WORK INSTRUCTION
The entries below are to be printed again word for word.

◆ ◆ ◆ ◆ ◆

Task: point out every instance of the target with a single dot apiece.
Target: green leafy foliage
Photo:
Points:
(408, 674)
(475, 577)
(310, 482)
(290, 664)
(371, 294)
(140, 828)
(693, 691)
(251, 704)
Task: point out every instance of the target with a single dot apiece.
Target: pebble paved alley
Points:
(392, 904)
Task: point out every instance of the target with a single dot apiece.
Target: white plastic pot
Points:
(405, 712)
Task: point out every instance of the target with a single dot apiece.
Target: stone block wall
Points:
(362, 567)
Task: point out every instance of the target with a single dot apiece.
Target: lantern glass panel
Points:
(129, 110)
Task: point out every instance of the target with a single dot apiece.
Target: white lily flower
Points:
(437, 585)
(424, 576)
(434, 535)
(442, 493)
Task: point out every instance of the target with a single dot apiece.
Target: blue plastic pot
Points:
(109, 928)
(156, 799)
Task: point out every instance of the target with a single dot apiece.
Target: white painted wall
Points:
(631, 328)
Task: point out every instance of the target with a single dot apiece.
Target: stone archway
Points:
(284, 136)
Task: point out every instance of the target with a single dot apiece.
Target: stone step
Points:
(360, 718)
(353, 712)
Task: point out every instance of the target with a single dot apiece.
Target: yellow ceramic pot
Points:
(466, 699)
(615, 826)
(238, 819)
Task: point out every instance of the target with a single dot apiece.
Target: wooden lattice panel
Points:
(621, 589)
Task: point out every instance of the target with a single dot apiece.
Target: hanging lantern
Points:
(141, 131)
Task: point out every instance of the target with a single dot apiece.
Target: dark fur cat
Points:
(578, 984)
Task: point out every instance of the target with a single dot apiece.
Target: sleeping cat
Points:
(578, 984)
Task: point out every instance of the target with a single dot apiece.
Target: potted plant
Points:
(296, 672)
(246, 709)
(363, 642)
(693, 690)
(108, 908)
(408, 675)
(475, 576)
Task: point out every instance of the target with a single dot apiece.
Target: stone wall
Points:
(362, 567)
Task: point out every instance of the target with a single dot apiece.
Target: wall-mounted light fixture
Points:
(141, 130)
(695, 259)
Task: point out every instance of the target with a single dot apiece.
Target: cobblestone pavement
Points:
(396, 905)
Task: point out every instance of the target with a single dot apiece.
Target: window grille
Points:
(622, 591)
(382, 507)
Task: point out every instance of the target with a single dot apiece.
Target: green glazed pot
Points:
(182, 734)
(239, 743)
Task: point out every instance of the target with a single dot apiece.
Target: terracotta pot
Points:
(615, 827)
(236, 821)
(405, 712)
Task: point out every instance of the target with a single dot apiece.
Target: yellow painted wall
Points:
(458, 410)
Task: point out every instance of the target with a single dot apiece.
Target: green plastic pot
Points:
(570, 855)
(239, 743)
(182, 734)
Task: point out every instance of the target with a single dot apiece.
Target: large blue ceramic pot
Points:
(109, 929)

◆ ◆ ◆ ◆ ◆

RESULT
Task: point out every instance of the target with a single dot apiece.
Target: green leafy foliage
Photo:
Points:
(408, 674)
(475, 577)
(310, 482)
(290, 664)
(371, 294)
(140, 828)
(693, 691)
(251, 704)
Task: point out every instance of the target with a single dot apiece.
Target: pebble paved alley
Points:
(392, 904)
Task: point out every instance of the target with a single dot apiece.
Target: white plastic pot
Points:
(405, 712)
Task: point out every instance of the target with a single dot apiece.
Target: stone block wall
Points:
(362, 567)
Task: point out every instance of the target with a single dot apiece.
Target: lantern glass panel
Points:
(129, 110)
Task: point out every instance of the target with a single dot apiece.
Target: white lily flower
Points:
(437, 585)
(424, 576)
(434, 535)
(442, 493)
Task: point out every instance of the target with a single dot apiece.
Target: blue plastic pot
Points:
(109, 928)
(156, 799)
Task: point out every instance of the target with a single dot apiece.
Target: white painted wall
Points:
(631, 328)
Task: point out every instance of the target with a single dot apiece.
Target: stone archway
Points:
(284, 136)
Task: point out every instance of the target with a single dot apiece.
Target: stone step
Points:
(360, 718)
(353, 712)
Task: point out every instance of the target with a single dot apiece.
Target: yellow ceramic pot
Points:
(466, 699)
(615, 826)
(238, 819)
Task: point out every instance of the target with a single dot apiece.
Target: wooden lattice panel
Points:
(621, 589)
Task: point out every instance of the target with a single dot apiece.
Target: hanging lantern
Points:
(141, 131)
Task: point out every instance of the target with a single dot apiece.
Target: dark fur cat
Points:
(578, 984)
Task: point out every instance of the target with a single dot apiece.
Target: sleeping cat
Points:
(578, 984)
Task: point out every instance of the target with a single dot apiece.
Target: potted plant
Points:
(296, 672)
(246, 709)
(363, 642)
(693, 690)
(108, 908)
(408, 675)
(475, 576)
Task: point out every instance of the target with a single dot apiece.
Target: stone wall
Points:
(362, 567)
Task: point out every instance of the target with a single dot apiece.
Target: wall-mounted light fixture
Points:
(141, 130)
(695, 259)
Task: point out every instance of the target with a single dot apiece.
Target: cobblestone pavement
Points:
(396, 905)
Task: point out every instance of the target with a single dot apiece.
Target: window grille
Points:
(622, 591)
(382, 507)
Task: point out every instance of the target with a single dot apiece.
Target: green glazed pot
Points:
(182, 734)
(239, 743)
Task: point out every instance of the target with a single dot apiece.
Target: terracotta pot
Points:
(615, 827)
(236, 821)
(405, 712)
Task: point out every instance of the target with a single dot apiece.
Target: yellow painted wall
Points:
(458, 410)
Task: point out every instance of the target with a single dot apiece.
Target: green plastic pot
Points:
(570, 855)
(239, 743)
(182, 734)
Task: point out every instance of the target with a single dot apiece.
Target: large blue ceramic pot
Points:
(109, 929)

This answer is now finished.